Exercise instructions
Please pull out every line of the records that contains the string "wheel" and copy each one in full. Match case exactly.
───── Excerpted records ─────
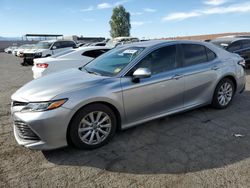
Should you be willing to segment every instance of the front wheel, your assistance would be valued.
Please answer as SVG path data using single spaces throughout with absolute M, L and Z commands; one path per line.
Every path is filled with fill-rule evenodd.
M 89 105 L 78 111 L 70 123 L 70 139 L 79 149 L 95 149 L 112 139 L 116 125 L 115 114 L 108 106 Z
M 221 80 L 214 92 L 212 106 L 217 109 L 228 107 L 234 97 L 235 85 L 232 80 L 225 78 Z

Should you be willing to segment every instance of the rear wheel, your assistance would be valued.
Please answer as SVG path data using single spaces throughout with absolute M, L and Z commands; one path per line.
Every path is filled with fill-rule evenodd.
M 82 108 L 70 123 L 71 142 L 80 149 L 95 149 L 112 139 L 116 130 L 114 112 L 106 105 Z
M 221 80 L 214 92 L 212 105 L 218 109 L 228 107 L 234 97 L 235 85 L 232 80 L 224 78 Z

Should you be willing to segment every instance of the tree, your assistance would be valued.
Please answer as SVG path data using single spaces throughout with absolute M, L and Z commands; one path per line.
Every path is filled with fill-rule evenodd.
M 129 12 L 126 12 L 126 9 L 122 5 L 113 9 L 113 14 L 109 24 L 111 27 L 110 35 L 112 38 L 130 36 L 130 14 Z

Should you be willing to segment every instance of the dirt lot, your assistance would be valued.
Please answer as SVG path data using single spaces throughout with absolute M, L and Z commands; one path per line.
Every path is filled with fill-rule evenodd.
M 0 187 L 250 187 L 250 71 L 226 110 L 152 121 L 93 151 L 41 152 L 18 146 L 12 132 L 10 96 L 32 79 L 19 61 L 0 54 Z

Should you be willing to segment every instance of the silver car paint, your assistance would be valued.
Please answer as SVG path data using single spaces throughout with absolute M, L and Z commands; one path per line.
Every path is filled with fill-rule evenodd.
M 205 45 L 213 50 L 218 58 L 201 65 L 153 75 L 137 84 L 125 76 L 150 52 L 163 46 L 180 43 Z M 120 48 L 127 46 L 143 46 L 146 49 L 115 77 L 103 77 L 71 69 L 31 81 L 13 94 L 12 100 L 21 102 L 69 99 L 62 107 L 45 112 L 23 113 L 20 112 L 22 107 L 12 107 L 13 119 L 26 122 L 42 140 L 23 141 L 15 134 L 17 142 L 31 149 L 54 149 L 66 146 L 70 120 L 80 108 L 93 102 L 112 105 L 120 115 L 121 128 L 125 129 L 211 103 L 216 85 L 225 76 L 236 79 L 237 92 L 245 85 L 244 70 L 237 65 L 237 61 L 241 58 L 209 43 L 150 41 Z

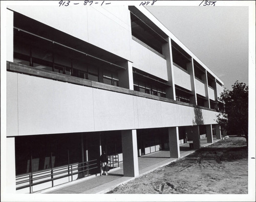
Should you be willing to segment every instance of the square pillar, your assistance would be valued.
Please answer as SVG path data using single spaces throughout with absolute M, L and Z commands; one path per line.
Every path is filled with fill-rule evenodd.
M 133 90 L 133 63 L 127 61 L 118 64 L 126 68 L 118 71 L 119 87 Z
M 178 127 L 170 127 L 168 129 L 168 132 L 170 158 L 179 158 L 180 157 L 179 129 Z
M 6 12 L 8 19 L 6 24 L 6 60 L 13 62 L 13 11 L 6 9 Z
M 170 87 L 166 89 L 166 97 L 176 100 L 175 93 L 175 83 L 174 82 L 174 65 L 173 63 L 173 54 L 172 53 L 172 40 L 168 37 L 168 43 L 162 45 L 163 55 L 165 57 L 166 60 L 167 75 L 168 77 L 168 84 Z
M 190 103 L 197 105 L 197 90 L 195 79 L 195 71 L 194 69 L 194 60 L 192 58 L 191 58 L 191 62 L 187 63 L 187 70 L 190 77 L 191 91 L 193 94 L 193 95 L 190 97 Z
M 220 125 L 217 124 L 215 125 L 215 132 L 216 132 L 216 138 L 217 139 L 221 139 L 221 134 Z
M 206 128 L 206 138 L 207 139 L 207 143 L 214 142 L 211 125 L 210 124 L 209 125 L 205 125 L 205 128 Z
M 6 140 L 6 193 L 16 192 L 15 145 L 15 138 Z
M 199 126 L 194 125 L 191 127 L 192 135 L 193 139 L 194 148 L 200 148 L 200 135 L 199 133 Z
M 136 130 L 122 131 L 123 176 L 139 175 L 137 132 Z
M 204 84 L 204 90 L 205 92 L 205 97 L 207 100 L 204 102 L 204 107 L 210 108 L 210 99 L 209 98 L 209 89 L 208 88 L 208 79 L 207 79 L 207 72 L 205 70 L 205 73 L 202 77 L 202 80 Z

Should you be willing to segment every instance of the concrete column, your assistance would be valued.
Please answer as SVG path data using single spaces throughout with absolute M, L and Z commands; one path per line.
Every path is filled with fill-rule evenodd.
─────
───── Excerpted records ─────
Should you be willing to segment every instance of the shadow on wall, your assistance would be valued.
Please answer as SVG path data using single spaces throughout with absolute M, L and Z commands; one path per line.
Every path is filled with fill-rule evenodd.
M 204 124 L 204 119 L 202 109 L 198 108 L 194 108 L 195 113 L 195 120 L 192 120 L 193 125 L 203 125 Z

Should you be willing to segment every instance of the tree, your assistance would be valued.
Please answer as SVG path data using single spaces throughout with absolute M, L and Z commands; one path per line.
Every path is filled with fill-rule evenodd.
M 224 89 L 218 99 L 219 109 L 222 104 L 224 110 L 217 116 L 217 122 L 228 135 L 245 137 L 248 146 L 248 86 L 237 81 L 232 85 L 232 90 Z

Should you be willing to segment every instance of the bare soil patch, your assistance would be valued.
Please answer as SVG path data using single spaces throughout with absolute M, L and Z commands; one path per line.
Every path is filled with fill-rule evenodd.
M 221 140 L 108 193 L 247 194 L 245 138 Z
─────
───── Excerpted records ─────
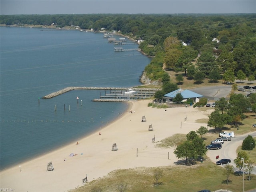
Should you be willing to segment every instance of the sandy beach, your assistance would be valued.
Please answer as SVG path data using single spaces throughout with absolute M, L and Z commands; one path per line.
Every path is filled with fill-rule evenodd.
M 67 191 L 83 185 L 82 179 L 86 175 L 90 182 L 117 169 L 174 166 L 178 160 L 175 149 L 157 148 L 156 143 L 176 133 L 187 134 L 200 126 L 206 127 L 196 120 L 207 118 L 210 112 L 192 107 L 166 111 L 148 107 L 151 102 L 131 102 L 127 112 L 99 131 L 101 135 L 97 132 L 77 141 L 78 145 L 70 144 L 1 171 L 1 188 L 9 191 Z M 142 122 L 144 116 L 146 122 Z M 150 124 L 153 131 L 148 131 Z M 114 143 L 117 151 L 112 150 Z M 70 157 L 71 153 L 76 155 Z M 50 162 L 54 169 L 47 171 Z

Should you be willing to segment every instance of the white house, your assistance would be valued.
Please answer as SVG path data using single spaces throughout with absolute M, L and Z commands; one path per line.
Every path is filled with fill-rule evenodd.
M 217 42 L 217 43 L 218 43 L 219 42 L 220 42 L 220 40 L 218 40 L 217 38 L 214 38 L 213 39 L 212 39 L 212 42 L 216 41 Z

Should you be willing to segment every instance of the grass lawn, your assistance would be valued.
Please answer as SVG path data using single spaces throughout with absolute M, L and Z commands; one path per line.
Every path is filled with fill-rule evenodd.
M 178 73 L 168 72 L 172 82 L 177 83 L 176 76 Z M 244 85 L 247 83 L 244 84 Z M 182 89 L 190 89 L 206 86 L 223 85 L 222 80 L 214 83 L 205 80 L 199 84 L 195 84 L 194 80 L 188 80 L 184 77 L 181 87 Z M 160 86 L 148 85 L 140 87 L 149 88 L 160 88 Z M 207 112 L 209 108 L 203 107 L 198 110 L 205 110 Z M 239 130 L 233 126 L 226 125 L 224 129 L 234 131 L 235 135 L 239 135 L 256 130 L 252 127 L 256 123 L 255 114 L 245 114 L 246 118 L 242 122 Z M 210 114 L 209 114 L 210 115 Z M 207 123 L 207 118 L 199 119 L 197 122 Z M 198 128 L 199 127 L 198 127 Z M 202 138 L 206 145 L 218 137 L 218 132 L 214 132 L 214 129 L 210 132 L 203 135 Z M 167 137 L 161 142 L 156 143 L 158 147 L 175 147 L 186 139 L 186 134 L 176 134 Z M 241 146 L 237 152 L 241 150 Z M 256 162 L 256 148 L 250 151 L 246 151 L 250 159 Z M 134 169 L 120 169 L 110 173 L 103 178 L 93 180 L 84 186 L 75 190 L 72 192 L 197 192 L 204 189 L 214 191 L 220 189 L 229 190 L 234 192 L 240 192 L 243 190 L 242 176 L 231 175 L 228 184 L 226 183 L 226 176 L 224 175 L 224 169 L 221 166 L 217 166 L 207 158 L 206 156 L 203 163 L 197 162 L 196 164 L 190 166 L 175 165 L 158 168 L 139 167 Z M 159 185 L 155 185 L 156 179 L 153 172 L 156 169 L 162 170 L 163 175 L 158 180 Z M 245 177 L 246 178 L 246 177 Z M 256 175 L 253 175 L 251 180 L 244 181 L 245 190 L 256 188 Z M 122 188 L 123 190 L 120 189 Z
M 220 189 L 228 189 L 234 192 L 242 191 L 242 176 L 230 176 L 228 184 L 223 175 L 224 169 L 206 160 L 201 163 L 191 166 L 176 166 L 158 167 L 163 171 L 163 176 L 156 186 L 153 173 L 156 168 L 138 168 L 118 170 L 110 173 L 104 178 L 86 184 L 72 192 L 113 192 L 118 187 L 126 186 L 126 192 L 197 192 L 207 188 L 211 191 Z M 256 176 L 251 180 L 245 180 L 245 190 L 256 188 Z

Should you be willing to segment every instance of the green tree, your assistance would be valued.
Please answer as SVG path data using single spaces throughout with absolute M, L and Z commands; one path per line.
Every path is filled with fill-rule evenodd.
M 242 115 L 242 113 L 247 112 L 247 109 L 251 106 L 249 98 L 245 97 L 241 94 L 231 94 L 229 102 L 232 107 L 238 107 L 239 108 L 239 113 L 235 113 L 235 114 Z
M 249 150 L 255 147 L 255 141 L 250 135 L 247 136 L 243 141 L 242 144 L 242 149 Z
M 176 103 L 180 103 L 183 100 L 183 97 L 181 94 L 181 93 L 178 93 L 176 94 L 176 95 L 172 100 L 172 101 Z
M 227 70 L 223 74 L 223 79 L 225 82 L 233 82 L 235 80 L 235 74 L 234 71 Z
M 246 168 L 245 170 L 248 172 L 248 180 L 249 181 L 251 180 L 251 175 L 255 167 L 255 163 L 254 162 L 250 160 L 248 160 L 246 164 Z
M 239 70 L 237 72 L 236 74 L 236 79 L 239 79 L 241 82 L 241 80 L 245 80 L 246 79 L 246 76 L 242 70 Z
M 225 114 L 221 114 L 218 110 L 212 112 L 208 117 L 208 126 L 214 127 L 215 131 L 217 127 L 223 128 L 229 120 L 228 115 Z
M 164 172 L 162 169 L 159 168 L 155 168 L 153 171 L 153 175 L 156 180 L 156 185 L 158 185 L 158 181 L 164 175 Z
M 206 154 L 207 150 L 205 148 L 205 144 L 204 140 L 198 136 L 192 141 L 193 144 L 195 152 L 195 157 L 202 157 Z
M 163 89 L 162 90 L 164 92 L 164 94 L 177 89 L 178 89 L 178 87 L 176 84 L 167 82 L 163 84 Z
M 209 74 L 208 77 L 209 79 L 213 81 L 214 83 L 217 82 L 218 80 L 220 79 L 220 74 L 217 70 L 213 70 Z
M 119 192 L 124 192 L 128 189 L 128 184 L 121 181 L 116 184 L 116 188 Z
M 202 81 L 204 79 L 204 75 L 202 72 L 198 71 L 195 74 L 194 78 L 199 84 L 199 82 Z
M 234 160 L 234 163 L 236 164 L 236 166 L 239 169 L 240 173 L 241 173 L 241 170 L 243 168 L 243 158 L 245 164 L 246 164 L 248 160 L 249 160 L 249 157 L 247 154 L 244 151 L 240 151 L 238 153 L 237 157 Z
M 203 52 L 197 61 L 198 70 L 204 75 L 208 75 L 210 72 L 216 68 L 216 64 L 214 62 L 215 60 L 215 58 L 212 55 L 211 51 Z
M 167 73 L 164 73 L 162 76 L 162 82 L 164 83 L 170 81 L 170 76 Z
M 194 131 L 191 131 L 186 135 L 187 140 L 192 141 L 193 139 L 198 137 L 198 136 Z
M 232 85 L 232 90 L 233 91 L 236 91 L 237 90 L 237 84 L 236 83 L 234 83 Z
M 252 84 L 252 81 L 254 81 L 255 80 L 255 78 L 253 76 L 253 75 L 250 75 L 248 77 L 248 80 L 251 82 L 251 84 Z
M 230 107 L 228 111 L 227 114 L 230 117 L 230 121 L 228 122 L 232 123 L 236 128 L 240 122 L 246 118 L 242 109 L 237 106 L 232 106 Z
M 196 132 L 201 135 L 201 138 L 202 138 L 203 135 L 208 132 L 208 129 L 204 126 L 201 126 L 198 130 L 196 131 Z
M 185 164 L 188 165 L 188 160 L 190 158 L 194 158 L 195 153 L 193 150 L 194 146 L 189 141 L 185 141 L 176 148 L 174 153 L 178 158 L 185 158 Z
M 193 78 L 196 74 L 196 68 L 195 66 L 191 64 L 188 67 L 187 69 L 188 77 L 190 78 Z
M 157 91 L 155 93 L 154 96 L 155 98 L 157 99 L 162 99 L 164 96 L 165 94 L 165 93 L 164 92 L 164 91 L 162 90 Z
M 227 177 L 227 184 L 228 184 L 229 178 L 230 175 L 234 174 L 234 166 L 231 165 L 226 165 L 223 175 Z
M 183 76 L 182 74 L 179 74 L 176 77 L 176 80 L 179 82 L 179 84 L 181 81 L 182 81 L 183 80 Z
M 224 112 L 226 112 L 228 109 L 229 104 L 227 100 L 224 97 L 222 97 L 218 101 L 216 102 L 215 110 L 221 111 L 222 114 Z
─────
Response
Should you be willing to segment every instance of the front wheel, your assistance would be valued.
Should you be willing to segment every instance of the rear wheel, your assistance would be valued.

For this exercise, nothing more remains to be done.